→ EXERCISE BRIEF
List each line of the data below that contains the word "foliage". Letter case must match.

→ ENTRIES PROVIDED
════════════════════
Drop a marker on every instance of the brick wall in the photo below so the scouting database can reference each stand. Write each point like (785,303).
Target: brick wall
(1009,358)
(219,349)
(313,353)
════════════════════
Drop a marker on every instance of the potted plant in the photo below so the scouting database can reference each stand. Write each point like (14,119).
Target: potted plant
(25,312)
════════════════════
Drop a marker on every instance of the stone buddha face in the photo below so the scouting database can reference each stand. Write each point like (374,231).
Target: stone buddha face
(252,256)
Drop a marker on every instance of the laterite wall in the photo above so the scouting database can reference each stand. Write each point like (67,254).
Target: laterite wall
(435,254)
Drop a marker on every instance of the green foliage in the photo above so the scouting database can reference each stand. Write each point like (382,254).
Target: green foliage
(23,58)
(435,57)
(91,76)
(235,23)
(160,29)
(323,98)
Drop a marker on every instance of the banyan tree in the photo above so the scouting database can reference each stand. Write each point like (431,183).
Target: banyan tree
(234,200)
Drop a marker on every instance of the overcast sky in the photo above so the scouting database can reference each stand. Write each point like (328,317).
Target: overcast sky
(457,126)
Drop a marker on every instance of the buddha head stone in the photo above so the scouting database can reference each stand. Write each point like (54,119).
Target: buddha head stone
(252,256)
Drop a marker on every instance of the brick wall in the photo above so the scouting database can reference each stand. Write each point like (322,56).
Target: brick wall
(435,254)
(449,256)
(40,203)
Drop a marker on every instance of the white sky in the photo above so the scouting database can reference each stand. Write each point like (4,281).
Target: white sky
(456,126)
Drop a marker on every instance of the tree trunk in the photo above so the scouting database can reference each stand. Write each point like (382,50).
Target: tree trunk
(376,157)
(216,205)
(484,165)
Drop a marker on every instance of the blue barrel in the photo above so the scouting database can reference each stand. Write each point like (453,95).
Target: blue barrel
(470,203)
════════════════════
→ FINISHED EXERCISE
Drop a marker on every instance of the green foliage in the photo above so the scouting database can reference each stand. Write each point like (382,254).
Target: green foliage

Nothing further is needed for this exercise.